Tonaas Wangko akan mengeluarkan aba-aba cakalele untuk adanya tarian perang saling berhadap-hadappan, saat aba-aba tersebut diteriakan maka penari akan dengan garang menari mengunakan pedang dan perisai, seakan saling menyerang. Tambor manari dan tambor maleyonda aba-aba ini akan mengisyaratkan para waraney untuk melakukan tarian dengan tidak mengunakan pedang dan perisai. Pada setiap aba-aba tersebut selain diikuti dengan suara ketuakn tambor dua kali, diikuti juga dengan teriakan dari para waraney.

Saat sudah mulai menari Tonaas Wangko akan mengeluarkan teriakan I Yayat U Santi sebanyak tiga kali, artinya angkat pedang untuk perang, lalu akan dibalas oleh para waraney denga teriakan yang penuh semangat dan mengelegar. Teriakan itu akan menumbuhkan gejolak emosi dan rasa keberanian yang tinggi terhadap para waraney. Selain itu waranei juga akan mengeluarkan teriakan-teriakan tuama, nyaku tuama, artinya saya laki-laki. Tetapi pengertian “Tuama” dalm bahasa Minahasa bukan hanya sekadar laki-laki melainkan seorang laki-laki yang penuh dengan keberanian, kebijaksanaan, cerdas, mempunyai jiwa kepemimpinan, dan pantang menyerah.

Babak Tarian Kabasaran

1. Cakalele

Yang berasal dari kata saka yang artinya berlaga, dan lele artinya berkejaran melompat lompat. Babak ini dulunya ditarikan ketika para prajurit akan pergi berperang atau sekembalinya dari perang, babak ini menunjukkan keganasan berperang mereka pada tamu agung, serta untuk memberikan rasa aman pada tamu agung yang datang berkunjung, dimana mereka bisa membuat setan takut mengganggu tamu agung dari pengawalan penari Kabasaran.

◆ TUJUAN TUGAS 1
Menurut teks tentang tari Kabasaran, apa arti teriakan I Yayat U Santi?
◆ TUJUAN TUGAS 2
Ketik ulang seluruh bagian teks tentang tari Kabasaran, mulai dari "Tonaas Wangko akan mengeluarkan aba-aba" sampai ke "dari para waraney.".
Gunakan hanya teks tentang tari Kabasaran sebagai acuan.

◆ Baris kotak berlabel
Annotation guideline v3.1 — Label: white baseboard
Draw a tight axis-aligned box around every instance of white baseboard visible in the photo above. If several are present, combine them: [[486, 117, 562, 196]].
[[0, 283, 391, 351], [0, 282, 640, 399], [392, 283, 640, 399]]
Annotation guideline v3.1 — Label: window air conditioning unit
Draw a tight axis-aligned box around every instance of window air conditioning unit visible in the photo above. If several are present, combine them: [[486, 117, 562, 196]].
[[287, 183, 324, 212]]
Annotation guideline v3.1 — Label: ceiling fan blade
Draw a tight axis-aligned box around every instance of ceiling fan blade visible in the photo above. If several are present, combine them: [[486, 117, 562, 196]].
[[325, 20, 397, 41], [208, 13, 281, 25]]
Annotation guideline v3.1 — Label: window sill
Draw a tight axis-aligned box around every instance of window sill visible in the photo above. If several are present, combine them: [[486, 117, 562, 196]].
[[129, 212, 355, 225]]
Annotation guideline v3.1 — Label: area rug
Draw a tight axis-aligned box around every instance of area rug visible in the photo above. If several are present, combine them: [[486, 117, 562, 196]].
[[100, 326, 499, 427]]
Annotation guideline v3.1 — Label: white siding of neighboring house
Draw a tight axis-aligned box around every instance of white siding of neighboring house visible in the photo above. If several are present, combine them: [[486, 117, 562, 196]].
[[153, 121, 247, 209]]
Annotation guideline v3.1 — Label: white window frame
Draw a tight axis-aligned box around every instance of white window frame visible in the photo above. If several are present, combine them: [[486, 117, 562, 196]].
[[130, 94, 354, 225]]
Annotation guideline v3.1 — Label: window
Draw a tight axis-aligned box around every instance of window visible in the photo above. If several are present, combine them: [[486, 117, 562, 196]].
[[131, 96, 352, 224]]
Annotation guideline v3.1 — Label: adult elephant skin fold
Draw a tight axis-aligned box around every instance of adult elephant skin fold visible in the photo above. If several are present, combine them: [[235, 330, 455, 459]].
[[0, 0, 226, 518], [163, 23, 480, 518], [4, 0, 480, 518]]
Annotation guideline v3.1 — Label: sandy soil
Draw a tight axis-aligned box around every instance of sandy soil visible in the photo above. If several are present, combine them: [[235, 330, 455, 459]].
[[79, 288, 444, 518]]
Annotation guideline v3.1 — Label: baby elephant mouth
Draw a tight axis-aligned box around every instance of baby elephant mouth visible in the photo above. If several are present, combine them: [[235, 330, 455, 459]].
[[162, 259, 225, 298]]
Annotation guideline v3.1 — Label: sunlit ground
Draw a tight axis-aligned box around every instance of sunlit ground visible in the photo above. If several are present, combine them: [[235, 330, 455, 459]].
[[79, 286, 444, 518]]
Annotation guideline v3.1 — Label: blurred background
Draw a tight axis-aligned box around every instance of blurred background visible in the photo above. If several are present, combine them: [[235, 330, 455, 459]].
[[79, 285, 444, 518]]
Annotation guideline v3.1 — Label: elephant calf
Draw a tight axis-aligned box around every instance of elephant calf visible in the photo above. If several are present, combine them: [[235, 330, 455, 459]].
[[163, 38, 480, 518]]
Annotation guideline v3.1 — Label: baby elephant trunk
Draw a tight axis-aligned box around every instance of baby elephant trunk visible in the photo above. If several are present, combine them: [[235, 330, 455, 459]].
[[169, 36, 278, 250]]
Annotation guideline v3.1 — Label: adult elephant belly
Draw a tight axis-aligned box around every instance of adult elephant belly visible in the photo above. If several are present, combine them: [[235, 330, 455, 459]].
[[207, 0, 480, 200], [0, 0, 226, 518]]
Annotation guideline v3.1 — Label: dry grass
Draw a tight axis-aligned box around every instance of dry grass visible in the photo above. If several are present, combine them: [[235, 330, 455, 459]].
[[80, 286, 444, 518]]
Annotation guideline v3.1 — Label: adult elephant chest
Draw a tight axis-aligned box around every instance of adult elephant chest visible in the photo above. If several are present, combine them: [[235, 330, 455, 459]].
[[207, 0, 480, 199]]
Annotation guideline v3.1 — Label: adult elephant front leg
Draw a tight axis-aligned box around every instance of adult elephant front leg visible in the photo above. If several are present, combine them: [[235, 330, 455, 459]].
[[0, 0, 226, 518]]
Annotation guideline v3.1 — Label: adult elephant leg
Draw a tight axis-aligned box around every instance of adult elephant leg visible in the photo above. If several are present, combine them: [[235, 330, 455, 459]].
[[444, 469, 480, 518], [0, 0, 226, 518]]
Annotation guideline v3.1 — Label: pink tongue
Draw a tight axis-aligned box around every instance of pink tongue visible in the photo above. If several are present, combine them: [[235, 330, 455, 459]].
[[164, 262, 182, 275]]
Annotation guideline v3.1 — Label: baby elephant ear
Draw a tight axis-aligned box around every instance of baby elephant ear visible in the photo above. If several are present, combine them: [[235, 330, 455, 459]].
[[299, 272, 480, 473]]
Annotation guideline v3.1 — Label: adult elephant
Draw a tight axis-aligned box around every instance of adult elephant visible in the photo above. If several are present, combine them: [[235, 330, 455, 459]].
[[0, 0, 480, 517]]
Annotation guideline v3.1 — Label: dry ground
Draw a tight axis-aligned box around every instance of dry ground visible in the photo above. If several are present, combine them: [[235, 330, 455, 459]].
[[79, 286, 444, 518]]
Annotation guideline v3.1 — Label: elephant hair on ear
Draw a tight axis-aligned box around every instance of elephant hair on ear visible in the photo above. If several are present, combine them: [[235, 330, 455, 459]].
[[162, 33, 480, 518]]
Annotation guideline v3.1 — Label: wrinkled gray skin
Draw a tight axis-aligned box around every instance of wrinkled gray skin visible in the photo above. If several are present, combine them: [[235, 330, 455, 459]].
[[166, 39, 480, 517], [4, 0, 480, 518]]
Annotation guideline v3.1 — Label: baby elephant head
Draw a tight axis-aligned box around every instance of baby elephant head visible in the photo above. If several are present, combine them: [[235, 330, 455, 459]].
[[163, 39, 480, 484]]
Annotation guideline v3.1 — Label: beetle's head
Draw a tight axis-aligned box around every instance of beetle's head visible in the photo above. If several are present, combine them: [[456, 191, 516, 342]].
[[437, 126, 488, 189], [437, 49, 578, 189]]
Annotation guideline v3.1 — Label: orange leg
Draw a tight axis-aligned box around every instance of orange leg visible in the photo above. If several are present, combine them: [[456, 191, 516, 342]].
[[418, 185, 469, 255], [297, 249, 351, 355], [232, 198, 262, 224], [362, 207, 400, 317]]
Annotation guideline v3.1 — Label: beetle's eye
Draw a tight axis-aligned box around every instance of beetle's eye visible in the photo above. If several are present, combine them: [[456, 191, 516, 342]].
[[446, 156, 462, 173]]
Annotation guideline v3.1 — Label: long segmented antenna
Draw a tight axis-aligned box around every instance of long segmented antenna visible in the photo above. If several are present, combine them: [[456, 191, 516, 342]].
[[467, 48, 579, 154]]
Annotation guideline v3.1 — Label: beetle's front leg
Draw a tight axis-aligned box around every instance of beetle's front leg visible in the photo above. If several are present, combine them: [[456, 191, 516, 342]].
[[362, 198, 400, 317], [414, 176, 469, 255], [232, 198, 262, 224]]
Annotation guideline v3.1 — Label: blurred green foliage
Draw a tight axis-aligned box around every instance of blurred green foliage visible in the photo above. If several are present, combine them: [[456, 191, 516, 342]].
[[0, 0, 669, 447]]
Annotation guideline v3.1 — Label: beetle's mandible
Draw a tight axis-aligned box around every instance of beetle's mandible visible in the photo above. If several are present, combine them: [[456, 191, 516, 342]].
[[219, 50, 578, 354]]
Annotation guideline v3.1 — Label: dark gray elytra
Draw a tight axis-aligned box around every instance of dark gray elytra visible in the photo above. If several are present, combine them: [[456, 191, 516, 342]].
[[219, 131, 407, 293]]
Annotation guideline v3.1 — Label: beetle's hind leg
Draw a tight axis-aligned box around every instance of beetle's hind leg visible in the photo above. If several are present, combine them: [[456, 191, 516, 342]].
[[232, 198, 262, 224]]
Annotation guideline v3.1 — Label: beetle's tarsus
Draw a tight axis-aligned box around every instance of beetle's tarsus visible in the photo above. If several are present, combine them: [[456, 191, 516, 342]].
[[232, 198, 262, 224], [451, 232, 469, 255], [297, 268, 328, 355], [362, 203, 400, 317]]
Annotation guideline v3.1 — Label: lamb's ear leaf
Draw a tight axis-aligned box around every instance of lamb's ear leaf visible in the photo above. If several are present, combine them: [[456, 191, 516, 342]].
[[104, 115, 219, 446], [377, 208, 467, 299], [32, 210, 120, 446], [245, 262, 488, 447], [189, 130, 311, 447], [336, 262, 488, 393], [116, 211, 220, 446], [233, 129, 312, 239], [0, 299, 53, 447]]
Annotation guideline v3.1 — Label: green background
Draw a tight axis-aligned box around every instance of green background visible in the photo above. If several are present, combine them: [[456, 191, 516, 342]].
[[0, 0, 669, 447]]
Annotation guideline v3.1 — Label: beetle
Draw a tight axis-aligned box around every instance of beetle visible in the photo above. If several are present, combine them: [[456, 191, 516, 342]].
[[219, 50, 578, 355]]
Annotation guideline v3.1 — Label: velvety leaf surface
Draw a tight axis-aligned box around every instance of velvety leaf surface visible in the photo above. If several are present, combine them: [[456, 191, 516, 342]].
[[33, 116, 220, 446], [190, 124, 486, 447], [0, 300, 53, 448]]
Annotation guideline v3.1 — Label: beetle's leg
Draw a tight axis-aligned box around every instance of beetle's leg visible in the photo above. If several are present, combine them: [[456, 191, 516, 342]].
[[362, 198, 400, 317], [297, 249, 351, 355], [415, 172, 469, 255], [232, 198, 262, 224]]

◆ JAWABAN TUGAS 1
Angkat pedang untuk perang.

◆ JAWABAN TUGAS 2
Tonaas Wangko akan mengeluarkan aba-aba cakalele untuk adanya tarian perang saling berhadap-hadappan, saat aba-aba tersebut diteriakan maka penari akan dengan garang menari mengunakan pedang dan perisai, seakan saling menyerang. Tambor manari dan tambor maleyonda aba-aba ini akan mengisyaratkan para waraney untuk melakukan tarian dengan tidak mengunakan pedang dan perisai. Pada setiap aba-aba tersebut selain diikuti dengan suara ketuakn tambor dua kali, diikuti juga dengan teriakan dari para waraney.